- [To be done]
- A) Answer these questions from the article on southeastern wind power, one answer per line:
(i) How much wind power does the TVA have under contract?
(ii) Who is president of the Southeastern Wind Coalition?
(iii) On what date did the coalition of southeastern utilities file its energy exchange market proposal with Carolina regulators?
- B) Carry on the article on southeastern wind power from its final sentence.

- [Text section]
Several southeastern utilities, meanwhile, are seeking to import wind resources from states further west. Southern subsidiaries Alabama Power Co. and Georgia Power Co. said they plan to purchase more than 900 MW of wind generation from Oklahoma and Kansas, while the TVA has 1,250 MW of wind power under contract and is searching for more renewable energy projects, according to a spokesperson.

Simon Mahan, executive director of the Southern Renewable Energy Association, said, “We are buying a significant amount of wind energy from other regions — we just haven’t built a lot yet.”

Diverse grid

As more utilities propose massive build-outs of solar power in the region in bids to reduce carbon emissions, some are questioning whether the region can build a carbon-free grid without wind power complementing solar — even if that solar power is backed by battery storage.

When Duke Energy Corp. in August filed integrated resource plans with regulators in the Carolinas, it proposed six scenarios that all add significant amounts of wind power. Regulators will scrutinize the plan this year.

One scenario would add 750 MW of onshore wind. A second would add 2,850 MW of onshore wind and 2,650 MW of offshore wind. And a scenario with no new gas generation calls for 3,150 MW of onshore wind and 2,650 MW of offshore wind. Much of those new wind projects would be added toward the end of the 2020s.

“Is it possible to get to at least 50% [carbon reduction] by 2030 without wind and rely on increasing our solar and our storage?” asked Glen Snider, director of integrated resource planning and analytics at Duke Energy, in an interview. “That is possible. I think it becomes much more challenging when you move beyond 2030 when you get to the much more aggressive carbon-reduction goals.”

Katharine Kollins, president of the Southeastern Wind Coalition, a Raleigh, N.C. nonprofit, said wind power is going to be an “absolutely critical” supplement to solar power and battery storage.

“Diversity is key; it’s just like a good financial portfolio,” she said. “You don’t want to be overly reliant on only one generating source when you’re talking about a carbon-free grid.”

Opening up

Without a regional transmission operator coordinating the regional power grid, southeastern utilities operate in some of the most closed energy markets in the nation, making the integration of renewable energy, particularly wind power, challenging. But some utilities, such as Duke and Southern Power, are moving toward sharing resources.

On Dec. 11 a coalition of southeastern utilities filed a proposal with Carolina regulators to establish an energy exchange market that advocates say could help the region integrate more renewable energy. The potential market participants commissioned a study that envisioned a renewable energy-based future in the region. The study foresaw up to 3,600 MW of new offshore wind and 4,700 MW of new onshore wind additions through 2040. A baseline outlook, which used the market participants’ existing integrated resource plans, found only 631 MW of new wind power additions.

The utilities involved in this effort have said the market they seek to establish would not operate in precisely the same way as an energy imbalance market, nor would it prevent the establishment of an RTO.

Such cooperation “would help to further open the markets to independent wind developers,” said Jennifer Chen, president of energy policy consulting firm ReGrid.

“The degree to which wind investments occur depends on interconnection and transmission, and the transmission-owning utility cannot have incentives to favor its affiliate generation-owning companies,” Chen said in an email. “The RTO region would also need access [to] wind rich areas, such as offshore and Appalachia, but with near-future technologies this includes much of the Southeast.”

- [Material provided]
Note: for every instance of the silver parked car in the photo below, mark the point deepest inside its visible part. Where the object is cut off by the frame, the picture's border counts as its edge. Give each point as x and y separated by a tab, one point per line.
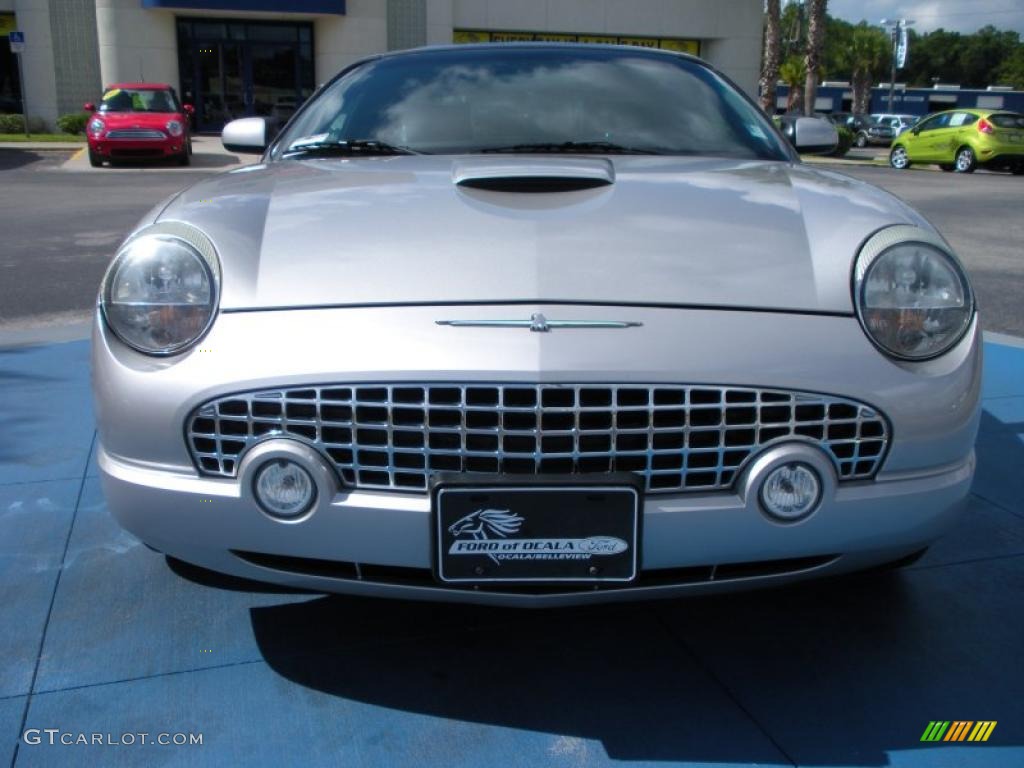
535	325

- [Answers provided]
- A)
(i) 1,250 MW
(ii) Katharine Kollins
(iii) Dec. 11

- B)
An Energy Innovation: Policy and Technology LLC study released in August modeled resource plans for utilities in seven Southeastern states against the benefits of establishing a regional transmission organization. The study, produced with GridLab and Vibrant Clean Energy LLC, found that establishing an RTO could lead to the installation of 41 GW of onshore wind capacity by 2040 in the region.

“Defying the traditional notion that wind power is not a viable generating resource for the Southeast, the model builds a substantial amount of onshore wind throughout the region, owing to both the rapidly declining cost and increasing hub heights and rotor diameters of new wind turbines,” the study said.

Taller turbines

In its 2019 annual report, the American Wind Energy Association found the average hub height of installed wind turbines was 90 meters, up from 82 meters in 2015. Wind power proponents hope turbine heights north of 100 meters can better capture wind speeds in the Southeast.

The National Renewable Energy Laboratory in a May 2019 study found an increase in annual average wind speed of 0.5 to 1 meters per second when moving from 80 to 110 meters in height. Broadly speaking, that can translate into median capacity factor gains of two to four percentage points, the study said. But cost reductions for building taller towers are critical for “increasing the viability of wind power in all regions of the country,” the study said.

While the Southeast lacks many of the open highways of the Midwest and West that make easier trucking turbine components to sites, it does have one logistical advantage: The region is home to more than 100 factories that produce parts and components for the industry, according to AWEA. General Electric Co. subsidiary GE Renewable Energy’s main turbine manufacturing hub is located in Pensacola, Fla.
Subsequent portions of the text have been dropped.